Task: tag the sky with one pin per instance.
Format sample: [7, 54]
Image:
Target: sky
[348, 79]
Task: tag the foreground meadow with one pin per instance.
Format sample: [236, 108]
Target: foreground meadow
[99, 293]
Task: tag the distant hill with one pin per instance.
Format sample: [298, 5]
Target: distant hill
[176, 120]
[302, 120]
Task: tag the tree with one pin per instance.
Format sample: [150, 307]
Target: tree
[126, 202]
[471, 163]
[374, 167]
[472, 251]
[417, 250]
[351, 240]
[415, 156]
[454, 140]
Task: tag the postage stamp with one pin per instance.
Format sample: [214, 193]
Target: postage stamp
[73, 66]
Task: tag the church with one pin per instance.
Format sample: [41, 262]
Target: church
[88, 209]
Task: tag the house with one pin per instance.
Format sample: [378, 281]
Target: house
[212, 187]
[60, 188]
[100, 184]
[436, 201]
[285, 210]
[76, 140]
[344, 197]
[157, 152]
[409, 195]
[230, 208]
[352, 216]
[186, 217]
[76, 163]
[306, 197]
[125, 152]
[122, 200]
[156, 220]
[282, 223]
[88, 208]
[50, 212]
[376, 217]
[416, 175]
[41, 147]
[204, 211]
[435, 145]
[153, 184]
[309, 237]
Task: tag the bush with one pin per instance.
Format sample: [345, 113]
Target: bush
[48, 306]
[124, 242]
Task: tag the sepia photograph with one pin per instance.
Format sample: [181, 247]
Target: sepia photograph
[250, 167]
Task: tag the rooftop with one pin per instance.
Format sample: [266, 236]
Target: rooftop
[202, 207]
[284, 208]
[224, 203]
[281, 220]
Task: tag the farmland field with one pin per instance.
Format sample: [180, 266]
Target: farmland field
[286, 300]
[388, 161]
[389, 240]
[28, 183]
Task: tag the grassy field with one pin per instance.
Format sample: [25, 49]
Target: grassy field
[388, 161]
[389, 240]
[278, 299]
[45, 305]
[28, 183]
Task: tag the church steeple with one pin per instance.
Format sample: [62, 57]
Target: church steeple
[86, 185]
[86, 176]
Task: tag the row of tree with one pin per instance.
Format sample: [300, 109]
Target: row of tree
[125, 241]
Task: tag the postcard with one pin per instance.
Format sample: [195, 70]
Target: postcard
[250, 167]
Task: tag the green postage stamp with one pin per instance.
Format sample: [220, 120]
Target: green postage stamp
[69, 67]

·····

▸ **What the task requires**:
Please pull out every line of the records above and reproduce each one word for word.

▸ **Expected answer**:
Task: tag the sky with one pin per instance.
Format sample: [7, 54]
Image:
Target: sky
[348, 79]
Task: tag the foreground meadow with one pin per instance.
Format sample: [236, 108]
Target: foreground meadow
[99, 293]
Task: tag the distant hill with one pin per instance.
Format sample: [298, 5]
Target: distant hill
[176, 120]
[302, 120]
Task: tag the tree with one pin per instance.
Format sample: [150, 307]
Target: tree
[126, 202]
[471, 163]
[374, 167]
[472, 251]
[417, 250]
[351, 240]
[415, 156]
[454, 140]
Task: tag the postage stamp with one pin per instance.
Format sample: [214, 193]
Target: postage stamp
[73, 66]
Task: tag the church with one pin per instance.
Format sample: [41, 262]
Target: church
[88, 209]
Task: tag the house with one pin per instance.
Format sample: [378, 281]
Target: house
[212, 187]
[60, 188]
[100, 184]
[436, 201]
[285, 210]
[76, 140]
[344, 197]
[157, 152]
[409, 195]
[230, 208]
[352, 216]
[186, 217]
[76, 163]
[306, 197]
[125, 152]
[122, 200]
[156, 220]
[282, 223]
[88, 208]
[50, 212]
[376, 217]
[416, 175]
[41, 147]
[204, 211]
[435, 145]
[153, 184]
[309, 237]
Task: tag the bush with one pin per instance.
Format sample: [345, 113]
Target: bush
[48, 306]
[124, 242]
Task: tag the sepia photograph with one pin per instance.
Format sample: [181, 247]
Target: sepia photograph
[250, 167]
Task: tag the rooftop with one pin per instance.
Format sample: [266, 236]
Target: rooftop
[202, 207]
[284, 208]
[224, 203]
[281, 220]
Task: tag the farmland field with one pin per instance.
Format sample: [180, 266]
Target: farmland field
[286, 300]
[388, 161]
[389, 240]
[28, 183]
Task: tag the grassy field with one pin per instance.
Format sample: [25, 49]
Target: grassy field
[388, 161]
[389, 240]
[278, 299]
[45, 305]
[28, 183]
Task: tag the church steeple with one pin per instance.
Format sample: [62, 57]
Target: church steeple
[86, 185]
[86, 176]
Task: tag the row of tree with one pin per instance.
Format sample: [300, 109]
Target: row of tree
[125, 241]
Task: tag the postcard with one pin per instance.
Format sample: [195, 70]
Target: postcard
[250, 167]
Task: tag the green postage stamp with one pin per instance.
Format sample: [220, 120]
Target: green postage stamp
[69, 67]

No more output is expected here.